— GOAL OF THE EXERCISE —
Please retype the data in full, exactly as given.

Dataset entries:
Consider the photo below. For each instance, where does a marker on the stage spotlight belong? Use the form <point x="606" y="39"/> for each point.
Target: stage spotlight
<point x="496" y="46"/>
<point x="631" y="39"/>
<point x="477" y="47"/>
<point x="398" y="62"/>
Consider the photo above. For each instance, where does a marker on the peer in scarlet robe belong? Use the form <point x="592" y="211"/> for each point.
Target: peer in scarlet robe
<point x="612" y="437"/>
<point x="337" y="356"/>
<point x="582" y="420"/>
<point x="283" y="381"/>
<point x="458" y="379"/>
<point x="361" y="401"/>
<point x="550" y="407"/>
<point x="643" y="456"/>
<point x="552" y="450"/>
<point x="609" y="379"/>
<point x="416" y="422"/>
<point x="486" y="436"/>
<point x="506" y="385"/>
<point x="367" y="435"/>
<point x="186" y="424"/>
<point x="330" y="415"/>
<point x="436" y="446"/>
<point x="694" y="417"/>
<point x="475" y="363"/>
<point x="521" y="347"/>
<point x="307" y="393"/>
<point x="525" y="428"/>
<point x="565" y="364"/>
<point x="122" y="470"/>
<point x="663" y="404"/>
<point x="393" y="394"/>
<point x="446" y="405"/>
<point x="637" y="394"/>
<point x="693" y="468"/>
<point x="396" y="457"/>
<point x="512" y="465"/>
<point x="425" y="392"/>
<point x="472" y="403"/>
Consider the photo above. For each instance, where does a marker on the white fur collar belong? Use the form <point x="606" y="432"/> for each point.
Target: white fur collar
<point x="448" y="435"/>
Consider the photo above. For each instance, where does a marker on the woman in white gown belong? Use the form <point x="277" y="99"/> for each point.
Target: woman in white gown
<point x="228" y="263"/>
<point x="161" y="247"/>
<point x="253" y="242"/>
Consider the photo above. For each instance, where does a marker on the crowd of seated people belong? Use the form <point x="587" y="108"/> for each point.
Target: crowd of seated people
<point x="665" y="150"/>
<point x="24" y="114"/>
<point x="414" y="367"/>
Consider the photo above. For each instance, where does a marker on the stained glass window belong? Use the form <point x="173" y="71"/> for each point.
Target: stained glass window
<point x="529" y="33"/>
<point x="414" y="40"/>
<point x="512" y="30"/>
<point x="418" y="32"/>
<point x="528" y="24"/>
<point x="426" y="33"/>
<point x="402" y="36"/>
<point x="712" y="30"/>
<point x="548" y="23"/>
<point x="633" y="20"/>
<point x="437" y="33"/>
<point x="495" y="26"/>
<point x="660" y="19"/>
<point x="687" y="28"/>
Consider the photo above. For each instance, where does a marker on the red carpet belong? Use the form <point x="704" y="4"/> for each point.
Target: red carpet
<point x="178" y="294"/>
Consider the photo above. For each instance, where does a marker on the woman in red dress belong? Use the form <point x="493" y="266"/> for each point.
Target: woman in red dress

— RESPONSE TO THIS EXERCISE —
Consider the photo below. For each instance, where does a marker on the stage spotlight belong? Use the form <point x="606" y="39"/> for each point.
Target: stage spotlight
<point x="496" y="46"/>
<point x="631" y="39"/>
<point x="477" y="47"/>
<point x="398" y="62"/>
Consider the photo above. For each instance, where does a marker on the peer in scarlet robe belong? Use the form <point x="592" y="211"/> for each point.
Target: peer in scarlet robe
<point x="612" y="437"/>
<point x="337" y="356"/>
<point x="582" y="420"/>
<point x="283" y="381"/>
<point x="458" y="379"/>
<point x="361" y="401"/>
<point x="550" y="407"/>
<point x="643" y="456"/>
<point x="552" y="450"/>
<point x="609" y="379"/>
<point x="416" y="422"/>
<point x="486" y="436"/>
<point x="506" y="385"/>
<point x="367" y="435"/>
<point x="186" y="424"/>
<point x="330" y="415"/>
<point x="436" y="446"/>
<point x="694" y="417"/>
<point x="475" y="363"/>
<point x="521" y="347"/>
<point x="307" y="393"/>
<point x="525" y="428"/>
<point x="565" y="364"/>
<point x="122" y="470"/>
<point x="663" y="404"/>
<point x="393" y="394"/>
<point x="446" y="405"/>
<point x="637" y="394"/>
<point x="693" y="468"/>
<point x="396" y="457"/>
<point x="512" y="465"/>
<point x="425" y="392"/>
<point x="472" y="403"/>
Consider the photo above. For each instance, where does a marker on the white fur collar belong? Use the form <point x="606" y="432"/> for each point.
Target: white fur collar
<point x="448" y="435"/>
Consider the photo above. For each instance, where does a marker on the woman in white gown belong? Use the form <point x="277" y="99"/> for each point.
Target: woman in white gown
<point x="228" y="263"/>
<point x="161" y="247"/>
<point x="253" y="242"/>
Consider the photo above. For each instance, where does a marker on the crowd of seated people belong? Use the form <point x="587" y="108"/> for each point.
Target: crowd of seated people
<point x="665" y="150"/>
<point x="24" y="114"/>
<point x="414" y="367"/>
Consider the photo above. For each instance, where does a marker on the stained glass window belong? Use the form <point x="173" y="71"/> for each point.
Target: stained glass window
<point x="529" y="33"/>
<point x="414" y="40"/>
<point x="512" y="30"/>
<point x="418" y="32"/>
<point x="528" y="24"/>
<point x="426" y="33"/>
<point x="402" y="36"/>
<point x="712" y="30"/>
<point x="548" y="23"/>
<point x="633" y="20"/>
<point x="437" y="33"/>
<point x="495" y="26"/>
<point x="660" y="19"/>
<point x="687" y="28"/>
Consider the photo above. For each instance, where does a marker on the red carpet belong? Use the form <point x="704" y="4"/> for each point.
Target: red carpet
<point x="178" y="294"/>
Consider the photo above. For each instance, where does a marker on the woman in red dress belong? Use the form <point x="493" y="266"/> for each point.
Target: woman in red dress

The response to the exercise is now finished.